» **Work task 1**
In the text on hip replacement complications, what should you discuss with your anesthesiologist?
» **Work task 2**
List every kind of problem with anesthesia that the text on hip replacement complications names.
» **Work task 3**
Please reproduce the part of the text on hip replacement complications starting with "As with all" and going on through "with your anesthesiologist.".

» **Text shown**
+ + + + +

What might go wrong?

As with all major surgical procedures, complications can occur. This document doesn’t provide a complete list of the possible complications, but it does highlight some of the most common problems. Some of the most common complications following hip replacement surgery include

Anesthesia Complications

Most surgical procedures require that some type of anesthesia be given during surgery. A very small number of patients have problems with anesthesia. These problems can be reactions to the drugs used, problems related to other medical complications, and problems due to the anesthesia. Be sure to discuss the risks and your concerns with your anesthesiologist.

Thrombophlebitis (Blood Clots)

+ + + + +

» **Material supplied**
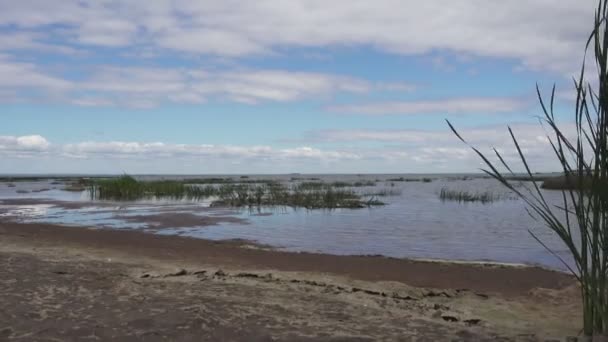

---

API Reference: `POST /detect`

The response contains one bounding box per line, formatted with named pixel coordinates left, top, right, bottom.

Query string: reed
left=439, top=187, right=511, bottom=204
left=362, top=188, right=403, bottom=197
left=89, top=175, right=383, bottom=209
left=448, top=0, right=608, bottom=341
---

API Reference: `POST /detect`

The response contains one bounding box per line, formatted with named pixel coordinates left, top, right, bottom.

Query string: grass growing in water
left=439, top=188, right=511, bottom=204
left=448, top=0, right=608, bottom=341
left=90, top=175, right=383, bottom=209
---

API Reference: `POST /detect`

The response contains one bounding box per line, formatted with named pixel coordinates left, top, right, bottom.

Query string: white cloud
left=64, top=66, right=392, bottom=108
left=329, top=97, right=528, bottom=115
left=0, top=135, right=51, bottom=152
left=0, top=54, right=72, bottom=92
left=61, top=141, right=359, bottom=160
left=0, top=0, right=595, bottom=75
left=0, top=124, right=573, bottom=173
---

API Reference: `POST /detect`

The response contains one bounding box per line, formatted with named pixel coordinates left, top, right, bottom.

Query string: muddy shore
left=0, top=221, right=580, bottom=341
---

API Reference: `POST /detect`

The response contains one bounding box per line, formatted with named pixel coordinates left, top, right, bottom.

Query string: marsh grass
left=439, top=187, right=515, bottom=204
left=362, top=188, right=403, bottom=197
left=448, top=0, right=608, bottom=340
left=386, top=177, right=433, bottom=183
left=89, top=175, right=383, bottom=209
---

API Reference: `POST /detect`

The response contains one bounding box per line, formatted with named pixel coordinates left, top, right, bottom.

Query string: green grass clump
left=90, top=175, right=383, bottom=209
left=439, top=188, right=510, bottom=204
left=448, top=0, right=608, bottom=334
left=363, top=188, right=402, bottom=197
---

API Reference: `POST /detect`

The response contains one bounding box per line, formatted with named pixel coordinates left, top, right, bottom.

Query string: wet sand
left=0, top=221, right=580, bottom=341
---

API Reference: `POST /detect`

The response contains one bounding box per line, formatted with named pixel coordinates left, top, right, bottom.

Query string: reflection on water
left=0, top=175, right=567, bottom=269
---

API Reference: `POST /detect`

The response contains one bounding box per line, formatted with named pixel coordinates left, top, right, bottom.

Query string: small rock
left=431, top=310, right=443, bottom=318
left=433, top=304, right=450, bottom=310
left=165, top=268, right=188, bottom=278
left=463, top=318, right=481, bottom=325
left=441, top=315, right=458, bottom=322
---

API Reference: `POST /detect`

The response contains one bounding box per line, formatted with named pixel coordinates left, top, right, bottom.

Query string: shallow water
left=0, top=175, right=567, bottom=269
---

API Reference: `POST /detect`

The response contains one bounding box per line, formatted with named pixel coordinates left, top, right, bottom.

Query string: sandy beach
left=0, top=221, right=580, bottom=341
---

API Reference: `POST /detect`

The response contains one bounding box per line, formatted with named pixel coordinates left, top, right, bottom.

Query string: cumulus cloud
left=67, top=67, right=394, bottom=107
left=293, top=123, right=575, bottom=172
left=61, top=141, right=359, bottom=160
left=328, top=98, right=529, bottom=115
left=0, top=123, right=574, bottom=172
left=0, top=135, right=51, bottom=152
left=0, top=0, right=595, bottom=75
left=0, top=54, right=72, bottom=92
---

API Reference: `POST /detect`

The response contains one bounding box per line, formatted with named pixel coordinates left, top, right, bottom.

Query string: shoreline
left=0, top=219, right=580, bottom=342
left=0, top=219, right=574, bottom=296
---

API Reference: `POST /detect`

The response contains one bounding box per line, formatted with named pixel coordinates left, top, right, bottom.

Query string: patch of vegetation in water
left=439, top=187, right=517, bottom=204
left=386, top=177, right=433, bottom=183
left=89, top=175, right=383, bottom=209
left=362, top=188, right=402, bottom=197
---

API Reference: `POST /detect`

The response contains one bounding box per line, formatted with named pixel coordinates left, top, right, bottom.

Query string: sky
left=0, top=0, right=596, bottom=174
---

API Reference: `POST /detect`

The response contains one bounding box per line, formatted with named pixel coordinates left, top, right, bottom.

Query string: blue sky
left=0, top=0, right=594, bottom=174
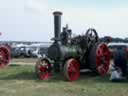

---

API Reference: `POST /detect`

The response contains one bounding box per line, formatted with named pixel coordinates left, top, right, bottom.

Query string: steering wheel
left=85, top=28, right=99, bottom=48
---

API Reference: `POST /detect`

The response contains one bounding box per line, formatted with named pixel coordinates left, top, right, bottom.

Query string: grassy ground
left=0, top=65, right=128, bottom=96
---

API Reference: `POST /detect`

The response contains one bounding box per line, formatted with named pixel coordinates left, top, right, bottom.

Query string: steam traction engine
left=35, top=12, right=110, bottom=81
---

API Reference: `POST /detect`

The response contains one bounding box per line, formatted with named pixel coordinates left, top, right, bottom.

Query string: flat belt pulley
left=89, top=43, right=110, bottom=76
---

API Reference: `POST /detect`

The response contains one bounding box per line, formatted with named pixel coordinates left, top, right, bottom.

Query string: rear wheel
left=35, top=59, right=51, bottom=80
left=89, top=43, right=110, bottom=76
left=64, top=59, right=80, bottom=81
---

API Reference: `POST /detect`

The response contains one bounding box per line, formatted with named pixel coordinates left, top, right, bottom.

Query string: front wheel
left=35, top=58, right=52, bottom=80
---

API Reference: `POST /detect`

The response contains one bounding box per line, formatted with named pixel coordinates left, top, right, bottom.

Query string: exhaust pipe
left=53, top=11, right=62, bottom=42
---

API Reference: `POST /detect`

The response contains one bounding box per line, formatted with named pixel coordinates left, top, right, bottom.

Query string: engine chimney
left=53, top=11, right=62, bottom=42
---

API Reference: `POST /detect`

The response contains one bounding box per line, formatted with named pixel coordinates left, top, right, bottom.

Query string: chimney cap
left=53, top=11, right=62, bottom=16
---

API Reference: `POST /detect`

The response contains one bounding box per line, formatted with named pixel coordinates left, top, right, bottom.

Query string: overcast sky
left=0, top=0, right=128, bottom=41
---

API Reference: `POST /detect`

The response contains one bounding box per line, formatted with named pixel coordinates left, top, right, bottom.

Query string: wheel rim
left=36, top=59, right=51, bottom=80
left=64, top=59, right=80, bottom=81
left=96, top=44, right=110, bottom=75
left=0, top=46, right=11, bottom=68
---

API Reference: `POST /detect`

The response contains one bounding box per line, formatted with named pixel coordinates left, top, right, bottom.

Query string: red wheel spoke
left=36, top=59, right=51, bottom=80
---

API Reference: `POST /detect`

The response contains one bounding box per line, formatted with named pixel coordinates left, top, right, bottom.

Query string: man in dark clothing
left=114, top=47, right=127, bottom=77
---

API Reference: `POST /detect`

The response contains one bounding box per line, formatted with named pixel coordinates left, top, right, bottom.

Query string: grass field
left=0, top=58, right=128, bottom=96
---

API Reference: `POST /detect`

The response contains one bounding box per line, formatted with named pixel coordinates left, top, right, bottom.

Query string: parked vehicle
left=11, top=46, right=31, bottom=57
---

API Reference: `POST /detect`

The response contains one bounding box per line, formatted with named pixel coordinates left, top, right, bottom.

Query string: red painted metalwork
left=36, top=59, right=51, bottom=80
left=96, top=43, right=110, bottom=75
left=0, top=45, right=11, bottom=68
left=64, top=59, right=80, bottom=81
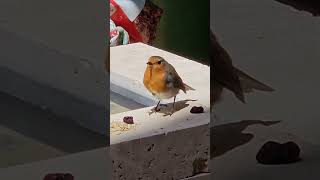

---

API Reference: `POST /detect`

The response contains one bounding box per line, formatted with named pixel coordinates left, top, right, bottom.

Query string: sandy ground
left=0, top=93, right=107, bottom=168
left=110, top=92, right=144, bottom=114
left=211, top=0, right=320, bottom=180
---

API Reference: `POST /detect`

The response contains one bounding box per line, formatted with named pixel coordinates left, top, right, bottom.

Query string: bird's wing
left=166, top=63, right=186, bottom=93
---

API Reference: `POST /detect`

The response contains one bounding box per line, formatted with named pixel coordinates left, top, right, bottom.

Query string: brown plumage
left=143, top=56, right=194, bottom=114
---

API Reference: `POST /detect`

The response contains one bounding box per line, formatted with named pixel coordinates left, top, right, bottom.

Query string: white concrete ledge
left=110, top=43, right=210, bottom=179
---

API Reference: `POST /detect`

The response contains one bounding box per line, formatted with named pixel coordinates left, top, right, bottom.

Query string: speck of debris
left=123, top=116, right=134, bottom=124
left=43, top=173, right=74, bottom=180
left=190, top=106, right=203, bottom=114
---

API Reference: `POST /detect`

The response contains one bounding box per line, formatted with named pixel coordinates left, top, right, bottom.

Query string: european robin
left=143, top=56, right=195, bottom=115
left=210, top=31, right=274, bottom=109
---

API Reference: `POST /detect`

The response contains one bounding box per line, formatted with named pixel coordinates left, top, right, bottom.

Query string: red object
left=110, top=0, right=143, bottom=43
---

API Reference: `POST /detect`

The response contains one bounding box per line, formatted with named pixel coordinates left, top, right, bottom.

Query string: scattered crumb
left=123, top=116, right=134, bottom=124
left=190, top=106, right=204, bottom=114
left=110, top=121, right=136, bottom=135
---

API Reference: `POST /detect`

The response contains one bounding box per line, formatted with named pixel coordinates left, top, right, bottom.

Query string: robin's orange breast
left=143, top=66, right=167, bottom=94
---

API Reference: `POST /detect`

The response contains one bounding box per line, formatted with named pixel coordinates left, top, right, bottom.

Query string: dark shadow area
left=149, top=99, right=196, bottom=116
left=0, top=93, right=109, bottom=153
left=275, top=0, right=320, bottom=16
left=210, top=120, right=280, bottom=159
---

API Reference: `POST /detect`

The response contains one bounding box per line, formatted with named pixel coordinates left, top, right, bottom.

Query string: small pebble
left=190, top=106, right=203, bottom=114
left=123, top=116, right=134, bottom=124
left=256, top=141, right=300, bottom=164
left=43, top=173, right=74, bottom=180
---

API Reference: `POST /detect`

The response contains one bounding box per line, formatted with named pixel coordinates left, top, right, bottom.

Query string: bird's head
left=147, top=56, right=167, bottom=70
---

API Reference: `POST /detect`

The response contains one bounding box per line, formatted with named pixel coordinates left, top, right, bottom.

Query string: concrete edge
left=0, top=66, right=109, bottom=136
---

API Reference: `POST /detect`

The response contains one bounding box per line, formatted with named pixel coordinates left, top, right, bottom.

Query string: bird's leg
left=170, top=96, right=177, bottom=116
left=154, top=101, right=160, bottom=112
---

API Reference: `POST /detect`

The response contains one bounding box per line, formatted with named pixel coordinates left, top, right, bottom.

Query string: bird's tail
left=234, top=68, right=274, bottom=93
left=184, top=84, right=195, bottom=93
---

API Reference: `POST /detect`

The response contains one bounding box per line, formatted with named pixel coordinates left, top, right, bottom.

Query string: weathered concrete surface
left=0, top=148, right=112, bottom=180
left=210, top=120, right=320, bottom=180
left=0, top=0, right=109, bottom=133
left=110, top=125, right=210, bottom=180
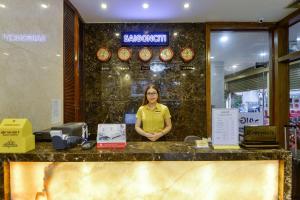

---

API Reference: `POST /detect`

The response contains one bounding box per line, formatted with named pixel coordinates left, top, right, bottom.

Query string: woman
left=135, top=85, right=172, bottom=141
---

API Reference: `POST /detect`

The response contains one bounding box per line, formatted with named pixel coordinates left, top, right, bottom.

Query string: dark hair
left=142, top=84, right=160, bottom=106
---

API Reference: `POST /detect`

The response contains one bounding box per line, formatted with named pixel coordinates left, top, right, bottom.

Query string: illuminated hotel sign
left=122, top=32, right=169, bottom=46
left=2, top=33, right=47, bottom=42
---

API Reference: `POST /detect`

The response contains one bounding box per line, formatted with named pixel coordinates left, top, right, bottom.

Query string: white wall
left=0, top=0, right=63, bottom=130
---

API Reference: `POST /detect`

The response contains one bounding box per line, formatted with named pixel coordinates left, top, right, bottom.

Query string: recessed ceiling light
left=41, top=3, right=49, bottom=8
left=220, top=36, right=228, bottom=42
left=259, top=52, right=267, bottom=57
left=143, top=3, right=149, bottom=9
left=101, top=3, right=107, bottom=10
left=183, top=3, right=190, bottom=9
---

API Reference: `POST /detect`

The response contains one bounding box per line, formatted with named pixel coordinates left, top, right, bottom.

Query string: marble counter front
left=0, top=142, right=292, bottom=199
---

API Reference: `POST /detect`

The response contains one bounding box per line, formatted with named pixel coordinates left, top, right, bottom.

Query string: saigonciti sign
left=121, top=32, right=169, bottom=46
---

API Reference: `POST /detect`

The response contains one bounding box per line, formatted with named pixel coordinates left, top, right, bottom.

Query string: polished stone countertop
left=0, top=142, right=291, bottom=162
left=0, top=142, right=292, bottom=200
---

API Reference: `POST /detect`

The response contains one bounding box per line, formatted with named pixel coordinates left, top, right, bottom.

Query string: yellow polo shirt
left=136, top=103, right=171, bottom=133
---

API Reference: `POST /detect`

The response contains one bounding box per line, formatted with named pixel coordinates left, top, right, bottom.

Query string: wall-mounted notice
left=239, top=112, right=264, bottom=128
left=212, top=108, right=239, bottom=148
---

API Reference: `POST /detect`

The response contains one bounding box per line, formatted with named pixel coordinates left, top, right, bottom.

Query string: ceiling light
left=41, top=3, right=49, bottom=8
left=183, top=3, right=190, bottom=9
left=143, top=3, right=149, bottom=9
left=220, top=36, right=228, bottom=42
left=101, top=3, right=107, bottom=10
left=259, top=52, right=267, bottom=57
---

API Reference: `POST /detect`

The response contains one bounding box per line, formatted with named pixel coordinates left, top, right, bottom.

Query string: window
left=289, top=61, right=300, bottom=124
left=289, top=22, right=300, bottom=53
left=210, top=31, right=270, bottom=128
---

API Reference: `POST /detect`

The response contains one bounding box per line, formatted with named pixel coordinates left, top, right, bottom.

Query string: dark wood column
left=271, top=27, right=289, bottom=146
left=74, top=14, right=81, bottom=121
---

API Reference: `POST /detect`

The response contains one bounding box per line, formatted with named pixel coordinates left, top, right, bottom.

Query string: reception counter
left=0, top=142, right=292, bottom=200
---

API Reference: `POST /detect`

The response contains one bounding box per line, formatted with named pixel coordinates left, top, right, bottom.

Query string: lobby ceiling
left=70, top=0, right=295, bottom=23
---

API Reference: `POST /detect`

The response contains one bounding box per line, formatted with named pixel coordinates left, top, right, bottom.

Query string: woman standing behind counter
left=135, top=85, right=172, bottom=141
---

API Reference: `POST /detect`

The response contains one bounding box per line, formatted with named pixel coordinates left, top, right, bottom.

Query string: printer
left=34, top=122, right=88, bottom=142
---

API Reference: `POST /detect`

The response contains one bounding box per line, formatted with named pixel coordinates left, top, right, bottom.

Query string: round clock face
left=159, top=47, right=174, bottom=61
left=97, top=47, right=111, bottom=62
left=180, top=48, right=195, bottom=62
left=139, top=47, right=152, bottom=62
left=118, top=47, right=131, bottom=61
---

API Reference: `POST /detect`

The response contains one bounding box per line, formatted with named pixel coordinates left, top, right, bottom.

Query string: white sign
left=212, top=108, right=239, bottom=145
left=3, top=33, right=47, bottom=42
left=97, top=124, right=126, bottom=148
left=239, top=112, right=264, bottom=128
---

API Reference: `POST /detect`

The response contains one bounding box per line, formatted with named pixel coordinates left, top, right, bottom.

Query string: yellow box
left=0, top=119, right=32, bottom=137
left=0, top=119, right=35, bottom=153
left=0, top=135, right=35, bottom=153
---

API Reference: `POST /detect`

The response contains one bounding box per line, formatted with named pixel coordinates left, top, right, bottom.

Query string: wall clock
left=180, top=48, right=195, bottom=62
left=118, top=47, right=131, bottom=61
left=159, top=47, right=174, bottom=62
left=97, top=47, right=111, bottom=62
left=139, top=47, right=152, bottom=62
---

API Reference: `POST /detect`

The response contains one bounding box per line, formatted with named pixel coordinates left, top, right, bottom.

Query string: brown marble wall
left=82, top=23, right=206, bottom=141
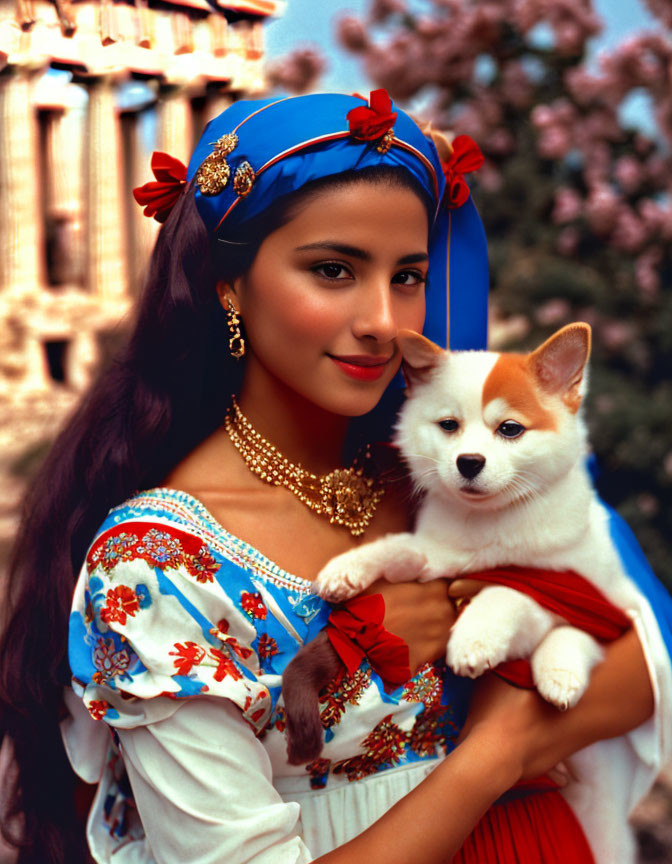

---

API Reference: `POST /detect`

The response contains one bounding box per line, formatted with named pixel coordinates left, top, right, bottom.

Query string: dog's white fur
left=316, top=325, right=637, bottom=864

+ + + + +

» **Your response 1**
The risks and your concerns.

» **Your response 2**
- Reactions to the drugs used
- Problems related to other medical complications
- Problems due to the anesthesia

» **Your response 3**
As with all major surgical procedures, complications can occur. This document doesn’t provide a complete list of the possible complications, but it does highlight some of the most common problems. Some of the most common complications following hip replacement surgery include

Anesthesia Complications

Most surgical procedures require that some type of anesthesia be given during surgery. A very small number of patients have problems with anesthesia. These problems can be reactions to the drugs used, problems related to other medical complications, and problems due to the anesthesia. Be sure to discuss the risks and your concerns with your anesthesiologist.